**PROBLEM DETAILS:**
In the election campaign post below, for which constituency has the writer been re-selected as the Labour candidate?

**SOURCE EXTRACT:**
========

Yesterday I voted for an early Election and I am already enjoying the campaign, even if it is going to be a pretty gruelling seven weeks.
I have been re-selected as the Labour candidate for Hammersmith and cleared my diary so I can spend every day out talking and listening to people in Shepherds Bush, Hammersmith and Fulham.
You don’t have to wait until I knock on your door, though. Let me know the issues that matter to you here.
However, I am shocked by the cynicism and dishonesty that Theresa May exhibited in manufacturing an election on false grounds and in contradiction to her often repeated promise.
Two weeks ago she was telling journalists and her own MPs to their faces that there would be no poll under 2020, while planning the current campaign with her closest advisers.
Her excuse – the threat to Brexit – is palpably untrue. She triggered Article 50 by a majority of 5 to 1. She, a Remain voter, has embraced not just Brexit but the hardest and most damaging type of Brexit, partly because she is in thrall to her own extremists and the anti-European press, and partly because she thinks she can use it to divide her opponents.
Nothing of this makes her a suitable candidate to be Prime Minister.
I am happy to fight this as a Brexit election, if she wants. As I’ve written before I think Brexit and in particular May’s hard Brexit – out of the single market, out of the customs union, cosying up to dictatorships in a desperate effort to replace lost European trade – is a disaster for our country on social, economic, cultural and security terms.
However, if we let Brexit be the only issue, we let this Government off the hook. Brexit is Britain’s downhill path, and the harder it is, the steeper the decline. But it is also a distraction from the more urgent and more dramatic collapse of our public services and quality of life.
Let me highlight just three immediate crises that affect people in H&F every day.

========

**EXCERPTED DATA:**
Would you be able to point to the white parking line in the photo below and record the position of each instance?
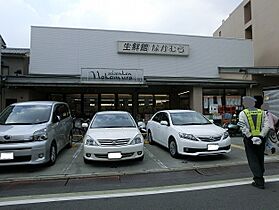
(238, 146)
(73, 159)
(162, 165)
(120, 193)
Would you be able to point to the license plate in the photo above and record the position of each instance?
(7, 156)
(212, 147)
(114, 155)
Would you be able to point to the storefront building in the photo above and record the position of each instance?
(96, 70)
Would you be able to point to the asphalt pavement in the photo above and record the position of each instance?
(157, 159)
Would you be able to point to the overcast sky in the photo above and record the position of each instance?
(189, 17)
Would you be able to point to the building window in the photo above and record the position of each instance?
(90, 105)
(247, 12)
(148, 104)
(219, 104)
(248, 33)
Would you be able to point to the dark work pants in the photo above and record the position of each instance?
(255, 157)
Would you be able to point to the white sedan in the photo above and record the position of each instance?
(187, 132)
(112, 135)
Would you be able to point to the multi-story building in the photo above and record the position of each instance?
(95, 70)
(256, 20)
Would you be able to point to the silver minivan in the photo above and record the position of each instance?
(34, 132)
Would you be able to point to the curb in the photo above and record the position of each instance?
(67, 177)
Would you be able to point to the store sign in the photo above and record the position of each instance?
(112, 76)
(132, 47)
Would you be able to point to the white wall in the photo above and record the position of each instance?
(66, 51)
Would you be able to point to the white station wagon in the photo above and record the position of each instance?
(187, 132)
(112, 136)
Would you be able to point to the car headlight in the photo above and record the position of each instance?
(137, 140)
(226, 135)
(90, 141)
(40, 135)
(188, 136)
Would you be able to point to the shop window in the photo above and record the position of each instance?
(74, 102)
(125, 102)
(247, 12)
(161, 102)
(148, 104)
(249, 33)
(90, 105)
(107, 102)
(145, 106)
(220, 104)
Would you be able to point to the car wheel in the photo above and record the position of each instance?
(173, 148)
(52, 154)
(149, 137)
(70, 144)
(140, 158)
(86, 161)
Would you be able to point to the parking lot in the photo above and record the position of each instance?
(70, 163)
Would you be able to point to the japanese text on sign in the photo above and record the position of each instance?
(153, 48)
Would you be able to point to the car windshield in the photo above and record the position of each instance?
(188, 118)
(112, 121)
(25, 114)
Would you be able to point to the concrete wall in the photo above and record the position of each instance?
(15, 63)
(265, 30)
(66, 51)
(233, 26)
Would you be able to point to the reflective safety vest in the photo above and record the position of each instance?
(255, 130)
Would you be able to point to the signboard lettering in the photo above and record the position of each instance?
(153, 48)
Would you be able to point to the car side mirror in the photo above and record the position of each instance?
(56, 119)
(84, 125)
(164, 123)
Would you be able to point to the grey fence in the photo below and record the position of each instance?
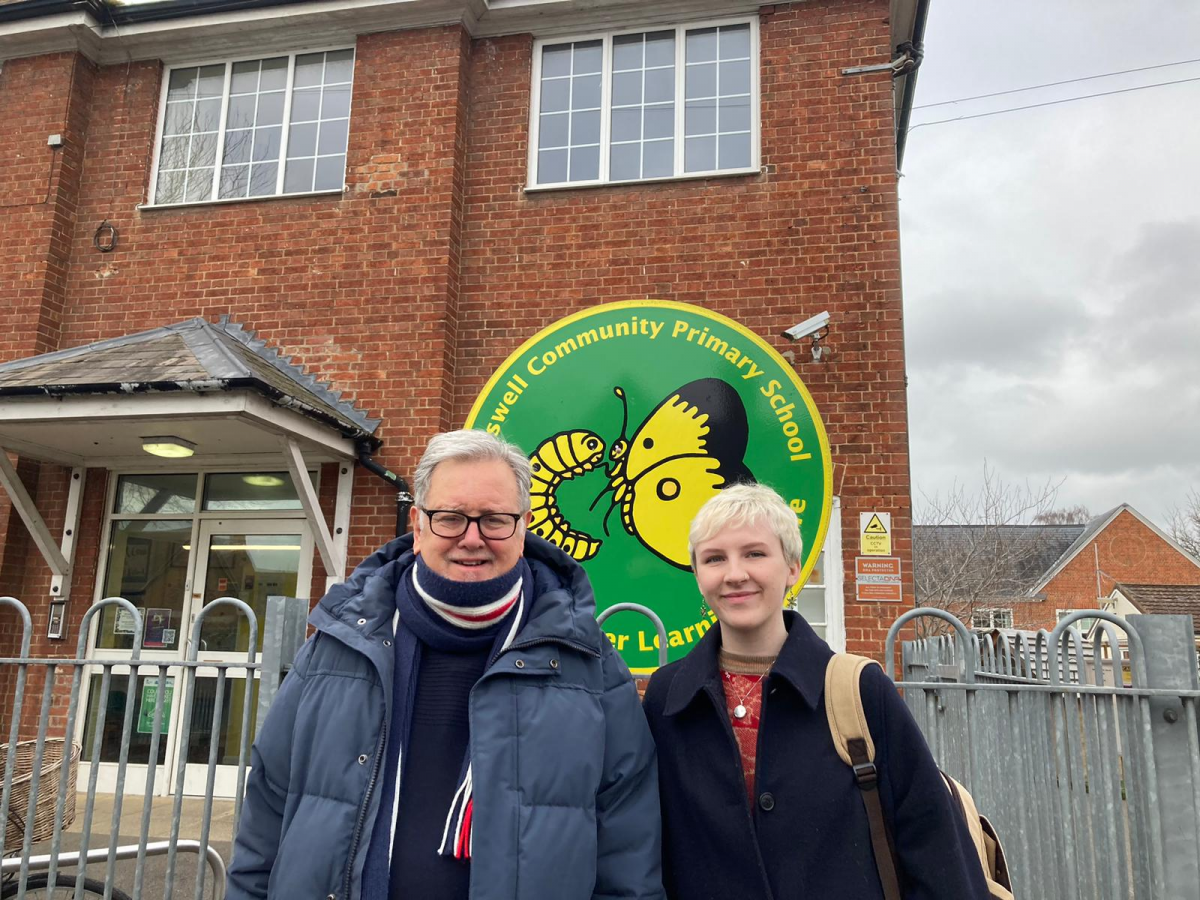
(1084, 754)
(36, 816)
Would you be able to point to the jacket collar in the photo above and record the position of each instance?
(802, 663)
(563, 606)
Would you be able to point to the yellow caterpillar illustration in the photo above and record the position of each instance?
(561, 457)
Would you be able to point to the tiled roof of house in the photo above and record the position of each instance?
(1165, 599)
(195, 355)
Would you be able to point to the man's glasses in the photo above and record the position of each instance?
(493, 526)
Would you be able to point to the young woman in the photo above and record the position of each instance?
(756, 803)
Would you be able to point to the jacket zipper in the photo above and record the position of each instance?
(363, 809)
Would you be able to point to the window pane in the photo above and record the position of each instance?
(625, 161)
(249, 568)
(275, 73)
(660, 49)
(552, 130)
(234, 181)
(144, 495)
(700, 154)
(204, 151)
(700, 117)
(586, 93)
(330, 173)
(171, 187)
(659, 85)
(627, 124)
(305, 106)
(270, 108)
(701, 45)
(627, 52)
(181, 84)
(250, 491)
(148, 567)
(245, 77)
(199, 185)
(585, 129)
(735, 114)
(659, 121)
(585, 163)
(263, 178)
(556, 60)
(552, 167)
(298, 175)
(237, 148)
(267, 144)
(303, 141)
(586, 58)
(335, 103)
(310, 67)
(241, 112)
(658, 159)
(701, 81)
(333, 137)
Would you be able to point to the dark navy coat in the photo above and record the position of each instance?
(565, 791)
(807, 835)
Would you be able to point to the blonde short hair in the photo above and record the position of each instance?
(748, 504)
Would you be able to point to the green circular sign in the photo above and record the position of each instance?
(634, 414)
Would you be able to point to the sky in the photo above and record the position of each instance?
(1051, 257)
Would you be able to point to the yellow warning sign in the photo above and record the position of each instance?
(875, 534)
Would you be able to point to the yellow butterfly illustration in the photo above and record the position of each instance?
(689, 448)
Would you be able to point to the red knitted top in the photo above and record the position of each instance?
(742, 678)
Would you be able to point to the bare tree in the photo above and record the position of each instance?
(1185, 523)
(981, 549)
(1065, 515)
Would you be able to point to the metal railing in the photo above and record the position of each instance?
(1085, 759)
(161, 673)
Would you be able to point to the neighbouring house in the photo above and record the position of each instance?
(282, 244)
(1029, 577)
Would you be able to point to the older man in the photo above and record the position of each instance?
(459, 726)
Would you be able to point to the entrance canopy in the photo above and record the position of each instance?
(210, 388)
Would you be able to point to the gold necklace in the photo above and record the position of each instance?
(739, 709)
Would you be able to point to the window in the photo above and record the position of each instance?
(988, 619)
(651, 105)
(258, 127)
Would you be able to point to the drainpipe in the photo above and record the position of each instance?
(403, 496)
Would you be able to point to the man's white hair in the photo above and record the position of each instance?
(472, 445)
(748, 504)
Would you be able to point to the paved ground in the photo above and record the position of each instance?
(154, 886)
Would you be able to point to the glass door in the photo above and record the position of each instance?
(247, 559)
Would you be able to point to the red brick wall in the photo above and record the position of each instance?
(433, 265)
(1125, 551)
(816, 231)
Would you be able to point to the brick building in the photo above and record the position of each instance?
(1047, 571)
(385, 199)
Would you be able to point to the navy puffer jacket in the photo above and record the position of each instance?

========

**EXERCISE SOLUTION:**
Hammersmith